Extracted material
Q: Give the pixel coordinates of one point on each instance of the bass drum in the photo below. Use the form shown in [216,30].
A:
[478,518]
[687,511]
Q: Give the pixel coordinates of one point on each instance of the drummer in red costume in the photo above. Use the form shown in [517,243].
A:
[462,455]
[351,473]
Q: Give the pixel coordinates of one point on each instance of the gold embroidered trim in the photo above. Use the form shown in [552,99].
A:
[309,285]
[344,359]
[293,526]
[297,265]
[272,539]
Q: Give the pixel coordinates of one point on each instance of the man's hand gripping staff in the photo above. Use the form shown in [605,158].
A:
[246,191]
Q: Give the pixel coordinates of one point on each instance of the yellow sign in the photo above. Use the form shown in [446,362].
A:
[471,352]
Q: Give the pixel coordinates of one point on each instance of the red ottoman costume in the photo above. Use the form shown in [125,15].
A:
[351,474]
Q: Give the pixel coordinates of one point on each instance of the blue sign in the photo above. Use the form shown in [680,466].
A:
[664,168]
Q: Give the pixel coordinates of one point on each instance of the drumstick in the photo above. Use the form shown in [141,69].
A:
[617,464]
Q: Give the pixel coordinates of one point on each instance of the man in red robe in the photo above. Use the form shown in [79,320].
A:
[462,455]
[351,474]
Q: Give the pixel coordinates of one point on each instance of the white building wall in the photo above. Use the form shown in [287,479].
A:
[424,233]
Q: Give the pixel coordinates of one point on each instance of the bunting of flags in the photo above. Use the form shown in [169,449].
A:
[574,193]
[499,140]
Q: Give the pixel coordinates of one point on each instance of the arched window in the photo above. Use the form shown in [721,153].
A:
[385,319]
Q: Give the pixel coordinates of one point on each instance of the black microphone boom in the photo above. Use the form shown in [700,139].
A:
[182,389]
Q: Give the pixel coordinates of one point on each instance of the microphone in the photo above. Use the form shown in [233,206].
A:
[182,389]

---

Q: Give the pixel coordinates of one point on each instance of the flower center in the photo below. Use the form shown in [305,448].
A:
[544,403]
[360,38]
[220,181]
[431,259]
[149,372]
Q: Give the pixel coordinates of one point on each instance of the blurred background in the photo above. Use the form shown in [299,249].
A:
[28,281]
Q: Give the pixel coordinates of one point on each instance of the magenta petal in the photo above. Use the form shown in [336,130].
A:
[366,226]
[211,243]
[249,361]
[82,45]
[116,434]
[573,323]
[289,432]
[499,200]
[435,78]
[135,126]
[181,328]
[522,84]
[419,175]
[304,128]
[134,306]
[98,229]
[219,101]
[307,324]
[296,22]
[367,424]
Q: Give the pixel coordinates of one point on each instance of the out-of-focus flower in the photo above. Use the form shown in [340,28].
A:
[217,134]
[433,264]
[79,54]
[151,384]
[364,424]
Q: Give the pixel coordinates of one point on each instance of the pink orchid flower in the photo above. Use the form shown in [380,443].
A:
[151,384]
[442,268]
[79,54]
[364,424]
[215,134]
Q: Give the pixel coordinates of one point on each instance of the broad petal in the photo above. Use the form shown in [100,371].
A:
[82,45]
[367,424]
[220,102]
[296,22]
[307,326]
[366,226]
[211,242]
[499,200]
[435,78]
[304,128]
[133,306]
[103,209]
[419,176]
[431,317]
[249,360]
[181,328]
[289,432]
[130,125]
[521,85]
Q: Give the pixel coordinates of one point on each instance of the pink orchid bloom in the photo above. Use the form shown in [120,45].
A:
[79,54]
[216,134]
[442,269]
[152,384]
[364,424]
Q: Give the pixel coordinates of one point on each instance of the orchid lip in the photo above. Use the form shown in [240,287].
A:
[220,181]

## WORK TO BE COMPLETED
Report each line of the material above that contains the word "pink".

## ANSWER TO THIS PROBLEM
Q: Give the pixel coordinates of one point on each instance of the pink orchid flower in the photo above. Use the form shown in [380,443].
Q: Give the pixel coordinates of one point on each instance of the pink orchid bloom in the photo above. Use the form shown in [120,45].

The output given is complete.